### Source document

------

Whether you’re considering a return to stock market investing or you’ve never left it, it pays to check your investment portfolio is up to the challenge. Poor performance and a sloppy technique can quickly turn your investment into a shadow of its former self.
Ensuring your portfolio is well constructed will give you a head start but, to guarantee long-term results, you’ll also need to make sure each part of it is performing to its utmost ability. These workouts will ensure your investments are fighting fit and stand the best possible chance of piling on the pounds.
Return to fitness
(or how to get back into the stock market)
If your cash is lounging around in a savings account but you think the stock market is now looking healthier, then it’s time to take the plunge and get your cash fighting fit again. “If you want above-inflation growth you have to invest in equities,” says Darius McDermott, managing director of discount brokers Chelsea Financial Services. “There is some risk; but it’s the only way to stand a chance of beating inflation.”
If you don’t want to commit a large amount of money initially, you should still look for a fund that offers good diversification. A global fund could be an option. These invest in a large number of shares from all around the world. McDermott isn’t a fan, though. “Very few fund managers are able to recognise investment opportunities from all around the world. You’re better off building your own portfolio with the best funds from different regions.” For example he suggests you let Framlington look after your UK exposure, UBS after your American and First State after your Asian.
A multi-manager fund could be a better option. These could either be fund of funds or manager of manager funds [for more on funds of funds, see our feature in PF, November 2004, page 24] but in each case your money is managed across a range of different types of investment. “These give instant exposure to a wide range of assets, and because the manager makes all the investment decisions, you don’t need to worry about whether you should be invested in a particular area or not,” explains Ryan Hughes, investment manager at Chartwell Investment Management. “This means they’re a good solution if you haven’t got a lot of money or you don’t want to spend lots of time monitoring your portfolio.”

------

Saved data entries
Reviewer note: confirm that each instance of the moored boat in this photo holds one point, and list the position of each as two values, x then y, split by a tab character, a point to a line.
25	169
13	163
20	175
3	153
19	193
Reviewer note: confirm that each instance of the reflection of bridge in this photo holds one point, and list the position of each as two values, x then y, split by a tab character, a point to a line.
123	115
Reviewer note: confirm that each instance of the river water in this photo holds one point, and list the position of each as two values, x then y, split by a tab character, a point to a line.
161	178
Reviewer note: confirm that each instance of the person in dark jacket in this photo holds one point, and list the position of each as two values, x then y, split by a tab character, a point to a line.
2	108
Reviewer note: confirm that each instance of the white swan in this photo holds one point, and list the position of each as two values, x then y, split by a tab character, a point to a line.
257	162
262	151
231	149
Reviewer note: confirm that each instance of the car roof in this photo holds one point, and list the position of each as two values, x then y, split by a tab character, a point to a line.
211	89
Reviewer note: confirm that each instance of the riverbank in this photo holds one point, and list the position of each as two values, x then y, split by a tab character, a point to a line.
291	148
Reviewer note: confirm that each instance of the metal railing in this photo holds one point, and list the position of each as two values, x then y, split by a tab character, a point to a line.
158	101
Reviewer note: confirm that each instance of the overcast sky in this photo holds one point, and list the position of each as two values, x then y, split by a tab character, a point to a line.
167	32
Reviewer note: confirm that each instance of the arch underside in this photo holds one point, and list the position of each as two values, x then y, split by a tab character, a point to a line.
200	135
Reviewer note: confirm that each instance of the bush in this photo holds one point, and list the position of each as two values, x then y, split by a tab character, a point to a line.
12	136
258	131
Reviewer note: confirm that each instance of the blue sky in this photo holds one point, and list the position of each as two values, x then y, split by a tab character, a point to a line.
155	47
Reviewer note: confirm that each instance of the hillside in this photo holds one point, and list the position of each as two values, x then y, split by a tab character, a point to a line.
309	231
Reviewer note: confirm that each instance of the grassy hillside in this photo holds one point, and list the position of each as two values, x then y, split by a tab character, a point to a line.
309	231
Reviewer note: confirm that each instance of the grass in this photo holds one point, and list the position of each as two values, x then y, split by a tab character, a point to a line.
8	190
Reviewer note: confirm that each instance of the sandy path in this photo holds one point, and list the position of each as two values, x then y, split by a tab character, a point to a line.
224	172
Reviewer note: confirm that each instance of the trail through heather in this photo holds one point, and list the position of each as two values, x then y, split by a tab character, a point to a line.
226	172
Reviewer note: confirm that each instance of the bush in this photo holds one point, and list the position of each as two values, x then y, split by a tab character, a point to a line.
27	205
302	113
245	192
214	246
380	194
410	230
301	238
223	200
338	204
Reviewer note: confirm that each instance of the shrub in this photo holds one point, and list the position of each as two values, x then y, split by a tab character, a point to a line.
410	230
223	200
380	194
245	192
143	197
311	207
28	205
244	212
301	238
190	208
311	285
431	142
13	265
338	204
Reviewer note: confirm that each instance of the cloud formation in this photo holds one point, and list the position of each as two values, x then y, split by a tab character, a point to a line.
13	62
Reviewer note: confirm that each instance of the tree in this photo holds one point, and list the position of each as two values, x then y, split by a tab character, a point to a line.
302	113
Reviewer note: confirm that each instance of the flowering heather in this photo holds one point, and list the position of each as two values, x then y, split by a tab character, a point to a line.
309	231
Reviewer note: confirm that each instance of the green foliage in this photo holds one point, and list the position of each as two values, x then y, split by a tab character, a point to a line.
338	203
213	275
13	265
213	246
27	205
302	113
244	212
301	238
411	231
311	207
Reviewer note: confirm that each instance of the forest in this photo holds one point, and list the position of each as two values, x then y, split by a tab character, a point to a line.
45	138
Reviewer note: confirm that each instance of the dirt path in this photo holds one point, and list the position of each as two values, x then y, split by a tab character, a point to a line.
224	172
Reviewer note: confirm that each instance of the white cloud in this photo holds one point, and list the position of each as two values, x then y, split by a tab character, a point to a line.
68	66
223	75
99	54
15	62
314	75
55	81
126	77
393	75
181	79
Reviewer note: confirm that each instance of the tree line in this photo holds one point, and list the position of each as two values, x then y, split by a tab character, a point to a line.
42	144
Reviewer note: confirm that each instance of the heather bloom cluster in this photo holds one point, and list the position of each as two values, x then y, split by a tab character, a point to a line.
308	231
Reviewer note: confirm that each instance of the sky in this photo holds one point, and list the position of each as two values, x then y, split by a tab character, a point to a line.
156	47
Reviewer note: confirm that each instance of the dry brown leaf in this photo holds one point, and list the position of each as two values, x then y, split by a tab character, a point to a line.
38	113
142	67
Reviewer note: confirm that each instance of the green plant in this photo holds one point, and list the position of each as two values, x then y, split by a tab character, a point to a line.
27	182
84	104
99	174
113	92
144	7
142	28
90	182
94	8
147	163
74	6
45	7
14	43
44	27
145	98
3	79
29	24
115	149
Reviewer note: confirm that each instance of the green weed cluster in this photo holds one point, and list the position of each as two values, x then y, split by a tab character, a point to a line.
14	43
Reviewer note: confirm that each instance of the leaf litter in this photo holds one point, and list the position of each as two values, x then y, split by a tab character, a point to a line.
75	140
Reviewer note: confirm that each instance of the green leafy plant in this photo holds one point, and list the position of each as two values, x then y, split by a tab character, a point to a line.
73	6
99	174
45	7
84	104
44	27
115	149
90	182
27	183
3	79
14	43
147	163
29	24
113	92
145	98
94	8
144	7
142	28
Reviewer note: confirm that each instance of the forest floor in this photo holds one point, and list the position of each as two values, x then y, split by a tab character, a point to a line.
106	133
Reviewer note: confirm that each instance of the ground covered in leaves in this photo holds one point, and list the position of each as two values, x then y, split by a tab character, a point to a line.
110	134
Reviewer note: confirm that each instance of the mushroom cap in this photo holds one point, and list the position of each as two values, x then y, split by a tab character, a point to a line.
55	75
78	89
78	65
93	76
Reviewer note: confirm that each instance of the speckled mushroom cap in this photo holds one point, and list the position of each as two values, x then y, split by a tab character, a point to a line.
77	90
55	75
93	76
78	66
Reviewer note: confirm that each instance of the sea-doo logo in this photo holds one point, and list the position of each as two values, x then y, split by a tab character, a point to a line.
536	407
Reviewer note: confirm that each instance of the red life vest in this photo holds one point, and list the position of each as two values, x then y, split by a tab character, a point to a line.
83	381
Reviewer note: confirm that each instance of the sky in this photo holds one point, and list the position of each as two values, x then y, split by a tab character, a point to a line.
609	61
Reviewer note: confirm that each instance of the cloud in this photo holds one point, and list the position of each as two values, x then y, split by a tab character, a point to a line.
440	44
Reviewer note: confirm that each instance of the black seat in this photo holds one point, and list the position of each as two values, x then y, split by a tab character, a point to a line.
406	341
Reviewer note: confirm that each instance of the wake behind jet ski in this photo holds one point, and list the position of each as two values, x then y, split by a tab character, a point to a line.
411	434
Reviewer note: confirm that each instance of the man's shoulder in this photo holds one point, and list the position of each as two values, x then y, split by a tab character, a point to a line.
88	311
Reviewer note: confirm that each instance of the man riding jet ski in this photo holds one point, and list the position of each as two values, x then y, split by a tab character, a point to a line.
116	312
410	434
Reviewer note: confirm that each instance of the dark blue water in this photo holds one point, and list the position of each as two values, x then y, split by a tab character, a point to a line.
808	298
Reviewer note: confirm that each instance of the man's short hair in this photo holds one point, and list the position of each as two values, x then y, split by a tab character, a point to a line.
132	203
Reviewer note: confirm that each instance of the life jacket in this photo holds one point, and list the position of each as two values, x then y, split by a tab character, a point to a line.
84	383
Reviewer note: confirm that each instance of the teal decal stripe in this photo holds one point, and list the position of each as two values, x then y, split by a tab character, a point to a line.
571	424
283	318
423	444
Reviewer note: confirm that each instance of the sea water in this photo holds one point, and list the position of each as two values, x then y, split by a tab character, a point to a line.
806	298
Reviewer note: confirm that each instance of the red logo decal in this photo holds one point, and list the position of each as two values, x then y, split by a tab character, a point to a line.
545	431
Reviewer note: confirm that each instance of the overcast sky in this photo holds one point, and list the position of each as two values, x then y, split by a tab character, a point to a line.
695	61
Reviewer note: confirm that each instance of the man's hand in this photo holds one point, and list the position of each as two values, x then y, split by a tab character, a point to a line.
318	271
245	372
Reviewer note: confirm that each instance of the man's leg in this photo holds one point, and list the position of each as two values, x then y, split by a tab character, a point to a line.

------

### Task set
**a.** Answer these questions using the investing article:
(i) What position does Darius McDermott hold, and at which firm?
(ii) Which fund group does McDermott suggest for Asian exposure?
(iii) What is Ryan Hughes's job title, and where does he work?
**b.** Show each line of the records that contains the word "decal".
The investing article and the records were drawn from separate, unrelated sources.

### Complete answers
**a.**
(i) Managing director of discount brokers Chelsea Financial Services
(ii) First State
(iii) Investment manager at Chartwell Investment Management

**b.**
Reviewer note: confirm that each instance of the teal decal stripe in this photo holds one point, and list the position of each as two values, x then y, split by a tab character, a point to a line.
Reviewer note: confirm that each instance of the red logo decal in this photo holds one point, and list the position of each as two values, x then y, split by a tab character, a point to a line.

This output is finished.